### Exercise:
According to the mailing list post, which Solr versions were the clusters upgraded from and to?

### Page text:
--- BEGIN ---

You are viewing a plain text version of this content. The canonical link for it is here.
Posted to solr-user@lucene.apache.org by Markus Jelsma <ma...@openindex.io> on 2018/04/03 21:04:27 UTC
RE: 7.2.1 cluster dies within minutes after restart

To clear things up, this has been resolved; the problem was present in our custom analyzers where we loaded dictionaries in the wrong method. If i remember correctly, we loaded them in createComponents (or the other one, don't have the code here), so it was per-thread loading of dictionaries.

Apparently, in some cases, Solr creates a lot of threads, causing our code to load the same dictionaries over and over.

Although we were at fault, i still don't understand the need Solr sometimes had for creating so many threads at unpredictable times. Be is just after start up a few times, to hours or days since start up, while our query load and document ingestion rate stayed the same.

Thanks,
Markus

 
 
-----Original message-----
> From:Markus Jelsma <ma...@openindex.io>
> Sent: Friday 26th January 2018 18:03
> To: Solr-user <so...@lucene.apache.org>
> Subject: 7.2.1 cluster dies within minutes after restart
> 
> Hello,
> 
> We recently upgraded our clusters from 7.1 to 7.2.1. One collection (2 shard, 2 replica) specifically is in a bad state almost continuously, After proper restart the cluster is all green. Within minutes the logs are flooded with many bad omens:
> 
> o.a.z.ClientCnxn Client session timed out, have not heard from server in 22130ms (although zkClientTimeOut is 30000).
> o.a.s.c.Overseer could not read the data
> org.apache.zookeeper.KeeperException$SessionExpiredException: KeeperErrorCode = Session expired for /overseer_elect/leader
> o.a.s.c.c.DefaultConnectionStrategy Reconnect to ZooKeeper failed:org.apache.solr.common.cloud.ZooKeeperException: A ZK error has occurred
> o.a.s.s.HttpSolrCall null:org.apache.solr.common.SolrException: Error trying to proxy request for url
> etc etc etc
> 2018-01-26 16:43:31.419 WARN  (OverseerAutoScalingTriggerThread-171411573518537026-logs4.gr.nl.openindex.io:8983_solr-n_0000001853) [   ] o.a.s.c.a.OverseerTriggerThread OverseerTriggerThread woken up but we are closed, exiting.

--- END ---

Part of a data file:
--- BEGIN ---

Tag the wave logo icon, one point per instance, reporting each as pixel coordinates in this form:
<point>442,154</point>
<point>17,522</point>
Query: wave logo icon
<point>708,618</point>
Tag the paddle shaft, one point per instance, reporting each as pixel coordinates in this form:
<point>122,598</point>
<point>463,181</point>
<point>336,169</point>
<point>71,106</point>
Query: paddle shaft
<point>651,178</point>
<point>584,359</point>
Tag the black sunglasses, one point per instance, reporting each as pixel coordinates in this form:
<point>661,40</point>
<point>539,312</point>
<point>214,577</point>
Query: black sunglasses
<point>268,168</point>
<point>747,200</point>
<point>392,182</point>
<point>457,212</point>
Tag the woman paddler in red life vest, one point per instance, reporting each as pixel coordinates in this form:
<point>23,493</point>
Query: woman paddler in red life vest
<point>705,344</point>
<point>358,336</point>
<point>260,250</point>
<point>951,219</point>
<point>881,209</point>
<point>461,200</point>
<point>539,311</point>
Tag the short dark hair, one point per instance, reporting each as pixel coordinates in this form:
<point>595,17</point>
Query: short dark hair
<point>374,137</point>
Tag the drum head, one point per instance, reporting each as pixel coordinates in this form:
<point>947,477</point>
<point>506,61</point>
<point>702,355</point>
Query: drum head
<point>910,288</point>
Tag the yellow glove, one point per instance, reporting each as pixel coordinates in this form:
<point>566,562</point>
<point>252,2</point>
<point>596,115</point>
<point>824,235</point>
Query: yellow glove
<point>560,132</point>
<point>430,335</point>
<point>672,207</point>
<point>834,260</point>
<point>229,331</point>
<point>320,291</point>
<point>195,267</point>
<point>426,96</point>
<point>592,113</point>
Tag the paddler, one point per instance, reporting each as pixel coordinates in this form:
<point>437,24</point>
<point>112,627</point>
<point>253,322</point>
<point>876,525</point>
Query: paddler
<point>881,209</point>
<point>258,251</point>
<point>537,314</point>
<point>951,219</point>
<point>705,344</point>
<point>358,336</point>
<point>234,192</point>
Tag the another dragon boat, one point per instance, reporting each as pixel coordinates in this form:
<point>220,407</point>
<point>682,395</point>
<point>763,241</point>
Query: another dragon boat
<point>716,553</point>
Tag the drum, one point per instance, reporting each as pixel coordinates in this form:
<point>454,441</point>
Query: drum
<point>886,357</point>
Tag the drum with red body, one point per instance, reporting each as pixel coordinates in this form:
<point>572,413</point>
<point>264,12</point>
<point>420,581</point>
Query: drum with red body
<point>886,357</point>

--- END ---

### Response to this exercise:
From 7.1 to 7.2.1.